**WRITTEN TASK**
Gather every line in the material below that contains the word "pine", and copy each one unchanged.

**ITEMS**
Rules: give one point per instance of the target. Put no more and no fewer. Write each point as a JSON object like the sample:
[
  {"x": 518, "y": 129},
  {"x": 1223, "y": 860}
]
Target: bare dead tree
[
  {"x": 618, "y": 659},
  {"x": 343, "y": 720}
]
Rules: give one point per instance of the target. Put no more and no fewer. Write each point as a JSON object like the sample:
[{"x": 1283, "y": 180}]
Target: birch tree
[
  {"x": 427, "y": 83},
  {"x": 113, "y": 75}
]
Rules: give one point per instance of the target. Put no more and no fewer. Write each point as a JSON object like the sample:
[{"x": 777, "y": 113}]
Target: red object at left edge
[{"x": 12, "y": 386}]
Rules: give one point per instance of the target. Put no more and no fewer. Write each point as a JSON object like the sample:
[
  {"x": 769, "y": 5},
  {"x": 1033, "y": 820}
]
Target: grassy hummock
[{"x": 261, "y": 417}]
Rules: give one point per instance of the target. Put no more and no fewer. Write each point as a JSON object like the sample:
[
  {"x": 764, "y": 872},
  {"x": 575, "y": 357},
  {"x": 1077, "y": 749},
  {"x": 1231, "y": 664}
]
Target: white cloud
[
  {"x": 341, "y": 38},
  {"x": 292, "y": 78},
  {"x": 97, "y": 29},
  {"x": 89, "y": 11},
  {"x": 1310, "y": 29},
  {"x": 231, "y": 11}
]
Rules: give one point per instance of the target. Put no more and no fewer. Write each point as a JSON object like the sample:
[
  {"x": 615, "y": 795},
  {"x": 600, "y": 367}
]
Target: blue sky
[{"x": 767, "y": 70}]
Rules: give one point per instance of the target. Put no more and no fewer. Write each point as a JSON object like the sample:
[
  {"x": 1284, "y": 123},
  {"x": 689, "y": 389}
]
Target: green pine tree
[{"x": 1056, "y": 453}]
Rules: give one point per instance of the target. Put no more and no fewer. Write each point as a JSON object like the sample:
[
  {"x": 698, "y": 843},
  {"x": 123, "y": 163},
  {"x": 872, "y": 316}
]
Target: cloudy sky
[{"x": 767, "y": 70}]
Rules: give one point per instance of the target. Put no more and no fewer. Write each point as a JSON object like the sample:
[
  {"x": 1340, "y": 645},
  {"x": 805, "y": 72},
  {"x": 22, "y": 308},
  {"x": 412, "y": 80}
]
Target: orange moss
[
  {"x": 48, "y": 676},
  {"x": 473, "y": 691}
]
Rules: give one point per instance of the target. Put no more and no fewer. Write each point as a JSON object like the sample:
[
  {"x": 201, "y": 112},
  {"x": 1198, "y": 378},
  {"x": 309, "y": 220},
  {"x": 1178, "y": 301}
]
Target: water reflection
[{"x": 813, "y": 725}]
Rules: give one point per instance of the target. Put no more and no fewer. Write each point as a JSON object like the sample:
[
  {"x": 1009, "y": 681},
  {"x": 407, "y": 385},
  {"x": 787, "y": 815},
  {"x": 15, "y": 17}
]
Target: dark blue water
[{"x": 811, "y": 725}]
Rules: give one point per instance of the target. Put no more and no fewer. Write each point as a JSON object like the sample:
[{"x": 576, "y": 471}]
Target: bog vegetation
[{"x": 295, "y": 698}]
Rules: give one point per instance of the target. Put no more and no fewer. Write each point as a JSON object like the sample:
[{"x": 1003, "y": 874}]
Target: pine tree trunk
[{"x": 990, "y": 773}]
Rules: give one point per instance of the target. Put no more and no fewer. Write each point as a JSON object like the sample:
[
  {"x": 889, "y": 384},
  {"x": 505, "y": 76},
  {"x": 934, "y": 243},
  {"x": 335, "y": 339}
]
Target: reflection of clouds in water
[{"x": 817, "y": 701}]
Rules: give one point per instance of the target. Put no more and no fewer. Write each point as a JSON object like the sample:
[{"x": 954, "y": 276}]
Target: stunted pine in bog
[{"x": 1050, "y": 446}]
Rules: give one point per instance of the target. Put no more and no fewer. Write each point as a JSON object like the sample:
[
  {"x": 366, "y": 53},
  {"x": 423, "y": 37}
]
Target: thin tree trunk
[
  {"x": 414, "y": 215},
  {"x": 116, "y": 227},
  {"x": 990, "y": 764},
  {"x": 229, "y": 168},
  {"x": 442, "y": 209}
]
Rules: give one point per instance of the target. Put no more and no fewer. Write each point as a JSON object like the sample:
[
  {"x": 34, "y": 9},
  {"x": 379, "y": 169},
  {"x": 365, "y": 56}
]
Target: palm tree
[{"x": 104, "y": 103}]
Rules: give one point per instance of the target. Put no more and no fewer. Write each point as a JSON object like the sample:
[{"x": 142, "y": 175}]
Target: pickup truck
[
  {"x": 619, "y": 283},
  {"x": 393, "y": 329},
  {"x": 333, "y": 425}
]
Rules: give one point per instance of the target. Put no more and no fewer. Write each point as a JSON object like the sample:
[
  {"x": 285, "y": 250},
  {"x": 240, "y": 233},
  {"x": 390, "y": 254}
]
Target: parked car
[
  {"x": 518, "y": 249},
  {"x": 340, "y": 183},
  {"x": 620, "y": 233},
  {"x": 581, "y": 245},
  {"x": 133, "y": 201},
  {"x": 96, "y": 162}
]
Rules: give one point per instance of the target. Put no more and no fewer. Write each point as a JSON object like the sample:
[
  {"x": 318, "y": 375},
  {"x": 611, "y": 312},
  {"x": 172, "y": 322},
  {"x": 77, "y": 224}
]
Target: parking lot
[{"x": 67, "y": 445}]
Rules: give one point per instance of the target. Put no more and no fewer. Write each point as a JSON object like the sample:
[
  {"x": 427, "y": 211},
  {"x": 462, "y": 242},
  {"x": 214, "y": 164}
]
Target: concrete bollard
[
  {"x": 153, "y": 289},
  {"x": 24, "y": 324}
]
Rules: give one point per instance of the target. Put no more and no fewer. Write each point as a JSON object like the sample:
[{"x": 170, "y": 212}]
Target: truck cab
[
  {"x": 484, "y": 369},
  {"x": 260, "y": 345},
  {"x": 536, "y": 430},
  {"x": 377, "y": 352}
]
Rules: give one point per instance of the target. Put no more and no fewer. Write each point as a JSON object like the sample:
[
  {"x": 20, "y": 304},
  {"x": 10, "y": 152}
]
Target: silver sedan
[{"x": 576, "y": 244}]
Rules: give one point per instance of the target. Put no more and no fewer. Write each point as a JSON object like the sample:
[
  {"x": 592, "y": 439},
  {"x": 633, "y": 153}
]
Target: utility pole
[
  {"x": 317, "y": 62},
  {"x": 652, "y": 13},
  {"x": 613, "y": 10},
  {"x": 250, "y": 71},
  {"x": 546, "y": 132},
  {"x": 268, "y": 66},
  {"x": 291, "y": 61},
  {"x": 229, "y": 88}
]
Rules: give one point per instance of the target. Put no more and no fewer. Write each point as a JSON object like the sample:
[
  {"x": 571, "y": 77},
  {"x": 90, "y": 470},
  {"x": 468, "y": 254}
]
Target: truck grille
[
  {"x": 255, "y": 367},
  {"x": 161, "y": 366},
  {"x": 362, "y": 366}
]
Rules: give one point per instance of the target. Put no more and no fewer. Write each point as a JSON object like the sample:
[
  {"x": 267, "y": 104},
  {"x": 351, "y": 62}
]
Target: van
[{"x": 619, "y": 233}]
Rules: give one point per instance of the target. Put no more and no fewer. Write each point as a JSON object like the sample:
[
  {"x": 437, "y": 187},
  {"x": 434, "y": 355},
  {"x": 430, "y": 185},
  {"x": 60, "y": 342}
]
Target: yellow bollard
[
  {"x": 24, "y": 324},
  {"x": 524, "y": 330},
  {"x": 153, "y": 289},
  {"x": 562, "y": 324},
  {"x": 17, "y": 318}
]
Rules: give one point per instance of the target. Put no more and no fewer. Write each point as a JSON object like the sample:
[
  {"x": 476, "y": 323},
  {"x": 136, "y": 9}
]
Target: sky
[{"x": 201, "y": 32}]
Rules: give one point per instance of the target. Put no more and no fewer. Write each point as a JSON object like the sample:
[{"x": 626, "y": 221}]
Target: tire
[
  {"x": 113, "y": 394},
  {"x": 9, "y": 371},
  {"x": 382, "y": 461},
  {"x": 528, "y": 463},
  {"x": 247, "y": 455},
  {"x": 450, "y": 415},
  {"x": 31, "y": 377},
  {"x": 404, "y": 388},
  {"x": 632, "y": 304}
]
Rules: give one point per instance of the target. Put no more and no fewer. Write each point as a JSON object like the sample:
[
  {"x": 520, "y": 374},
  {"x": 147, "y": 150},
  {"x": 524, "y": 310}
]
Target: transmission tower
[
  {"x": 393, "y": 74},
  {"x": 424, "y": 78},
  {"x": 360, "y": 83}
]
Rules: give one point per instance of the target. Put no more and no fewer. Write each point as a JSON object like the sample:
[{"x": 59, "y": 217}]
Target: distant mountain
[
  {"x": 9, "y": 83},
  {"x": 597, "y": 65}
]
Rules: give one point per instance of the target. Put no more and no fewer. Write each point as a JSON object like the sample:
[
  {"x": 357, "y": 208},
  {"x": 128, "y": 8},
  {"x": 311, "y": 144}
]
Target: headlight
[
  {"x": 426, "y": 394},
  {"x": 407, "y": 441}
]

**TASK ANSWER**
Target: green pine tree
Target: pine tree trunk
Target: stunted pine in bog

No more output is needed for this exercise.